Collected data
....
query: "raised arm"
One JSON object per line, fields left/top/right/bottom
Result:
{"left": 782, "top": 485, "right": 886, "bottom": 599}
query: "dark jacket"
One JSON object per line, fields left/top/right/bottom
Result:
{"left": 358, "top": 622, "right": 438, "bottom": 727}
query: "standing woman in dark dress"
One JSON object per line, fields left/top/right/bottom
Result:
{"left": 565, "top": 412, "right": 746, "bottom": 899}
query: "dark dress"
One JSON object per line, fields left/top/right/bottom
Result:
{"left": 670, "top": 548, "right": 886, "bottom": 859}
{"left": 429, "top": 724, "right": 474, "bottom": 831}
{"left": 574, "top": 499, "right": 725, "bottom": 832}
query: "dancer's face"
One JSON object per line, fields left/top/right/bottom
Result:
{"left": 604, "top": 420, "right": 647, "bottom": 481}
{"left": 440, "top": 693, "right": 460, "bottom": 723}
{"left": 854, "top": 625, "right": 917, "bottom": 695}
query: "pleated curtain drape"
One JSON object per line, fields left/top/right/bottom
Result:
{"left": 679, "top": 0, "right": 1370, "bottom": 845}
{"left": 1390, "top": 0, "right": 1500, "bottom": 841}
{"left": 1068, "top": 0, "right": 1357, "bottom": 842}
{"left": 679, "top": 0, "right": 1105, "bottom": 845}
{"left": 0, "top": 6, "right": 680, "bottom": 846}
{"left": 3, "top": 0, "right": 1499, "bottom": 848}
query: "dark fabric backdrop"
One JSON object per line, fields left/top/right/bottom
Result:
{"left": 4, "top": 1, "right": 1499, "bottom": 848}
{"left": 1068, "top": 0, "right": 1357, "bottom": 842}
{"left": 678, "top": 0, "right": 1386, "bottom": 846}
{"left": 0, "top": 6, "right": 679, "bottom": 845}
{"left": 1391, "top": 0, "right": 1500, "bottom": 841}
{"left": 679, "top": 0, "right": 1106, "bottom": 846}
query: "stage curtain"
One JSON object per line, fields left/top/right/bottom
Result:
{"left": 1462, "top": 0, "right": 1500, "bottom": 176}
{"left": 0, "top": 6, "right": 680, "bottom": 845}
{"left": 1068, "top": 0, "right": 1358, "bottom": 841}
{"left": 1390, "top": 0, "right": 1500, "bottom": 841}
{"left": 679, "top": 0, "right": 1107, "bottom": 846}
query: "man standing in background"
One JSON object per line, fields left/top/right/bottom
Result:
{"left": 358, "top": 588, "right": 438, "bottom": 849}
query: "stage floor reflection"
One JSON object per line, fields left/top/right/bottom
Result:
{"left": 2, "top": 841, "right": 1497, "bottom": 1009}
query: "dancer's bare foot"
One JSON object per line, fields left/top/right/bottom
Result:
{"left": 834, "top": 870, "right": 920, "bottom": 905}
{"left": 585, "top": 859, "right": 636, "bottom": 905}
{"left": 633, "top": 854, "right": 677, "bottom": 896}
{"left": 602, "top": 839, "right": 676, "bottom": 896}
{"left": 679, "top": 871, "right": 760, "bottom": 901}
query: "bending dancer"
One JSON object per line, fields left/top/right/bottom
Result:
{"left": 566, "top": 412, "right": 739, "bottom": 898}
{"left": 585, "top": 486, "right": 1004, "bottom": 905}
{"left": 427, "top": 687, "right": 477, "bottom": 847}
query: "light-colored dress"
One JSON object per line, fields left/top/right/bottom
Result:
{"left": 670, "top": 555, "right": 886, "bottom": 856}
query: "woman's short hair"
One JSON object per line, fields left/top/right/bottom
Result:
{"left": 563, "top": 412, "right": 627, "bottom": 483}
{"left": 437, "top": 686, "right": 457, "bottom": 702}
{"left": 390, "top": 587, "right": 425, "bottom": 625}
....
### What you should do
Give the data again, exactly as it appears above.

### Written response
query: "raised arm"
One JSON object per line, fields left/top/right/bottom
Result:
{"left": 782, "top": 485, "right": 886, "bottom": 599}
query: "dark jacket"
One JSON object per line, fields left/top/right/bottom
Result:
{"left": 358, "top": 622, "right": 438, "bottom": 727}
query: "standing woman in dark dress"
One JSON object per line, fields left/top/right/bottom
Result:
{"left": 565, "top": 412, "right": 746, "bottom": 899}
query: "dark dress"
One JSON object per line, fields left/top/right/bottom
Result:
{"left": 670, "top": 548, "right": 886, "bottom": 859}
{"left": 429, "top": 724, "right": 474, "bottom": 831}
{"left": 574, "top": 499, "right": 725, "bottom": 832}
query: "dancer's face"
One JSON object per line, fields left/top/right/bottom
Result:
{"left": 604, "top": 420, "right": 647, "bottom": 481}
{"left": 440, "top": 693, "right": 460, "bottom": 723}
{"left": 854, "top": 625, "right": 917, "bottom": 695}
query: "pleated curtain drape"
One JSON object per line, fields left/top/right/bottom
Result:
{"left": 679, "top": 0, "right": 1370, "bottom": 845}
{"left": 1390, "top": 0, "right": 1500, "bottom": 841}
{"left": 1068, "top": 0, "right": 1357, "bottom": 842}
{"left": 679, "top": 0, "right": 1105, "bottom": 845}
{"left": 0, "top": 6, "right": 680, "bottom": 846}
{"left": 3, "top": 0, "right": 1499, "bottom": 848}
query: "dark fabric backdrop"
One JSON object per line, fields left/top/right/bottom
Result:
{"left": 4, "top": 1, "right": 1499, "bottom": 848}
{"left": 1068, "top": 0, "right": 1357, "bottom": 842}
{"left": 678, "top": 0, "right": 1386, "bottom": 846}
{"left": 0, "top": 6, "right": 679, "bottom": 845}
{"left": 1391, "top": 0, "right": 1500, "bottom": 841}
{"left": 679, "top": 0, "right": 1106, "bottom": 846}
query: "stage curtain"
One JSON object per line, fields left/top/right/bottom
Result:
{"left": 1462, "top": 0, "right": 1500, "bottom": 176}
{"left": 0, "top": 6, "right": 680, "bottom": 845}
{"left": 1068, "top": 0, "right": 1358, "bottom": 841}
{"left": 1390, "top": 0, "right": 1500, "bottom": 841}
{"left": 679, "top": 0, "right": 1107, "bottom": 846}
query: "man standing in background"
One JSON object per line, fields left/top/right/bottom
Result:
{"left": 358, "top": 588, "right": 438, "bottom": 849}
query: "stage floor reflection"
One JSON object per line, fields left/top/right/bottom
Result:
{"left": 2, "top": 841, "right": 1497, "bottom": 1009}
query: "dancer's bare foot"
One JSON object per line, fields left/top/right/bottom
Result:
{"left": 834, "top": 870, "right": 920, "bottom": 905}
{"left": 585, "top": 859, "right": 636, "bottom": 905}
{"left": 633, "top": 854, "right": 677, "bottom": 896}
{"left": 602, "top": 839, "right": 676, "bottom": 896}
{"left": 679, "top": 871, "right": 760, "bottom": 901}
query: "bending dancer"
One JSON object per line, fields left/top/right/bottom
Result:
{"left": 566, "top": 412, "right": 739, "bottom": 898}
{"left": 585, "top": 486, "right": 1004, "bottom": 905}
{"left": 427, "top": 687, "right": 477, "bottom": 847}
query: "light-colored dress"
One JSON object per line, fields left/top/right/bottom
Result:
{"left": 670, "top": 555, "right": 886, "bottom": 856}
query: "woman's short hair"
One JSON object per line, fields left/top/right/bottom
Result:
{"left": 563, "top": 412, "right": 627, "bottom": 483}
{"left": 437, "top": 686, "right": 457, "bottom": 702}
{"left": 390, "top": 587, "right": 425, "bottom": 625}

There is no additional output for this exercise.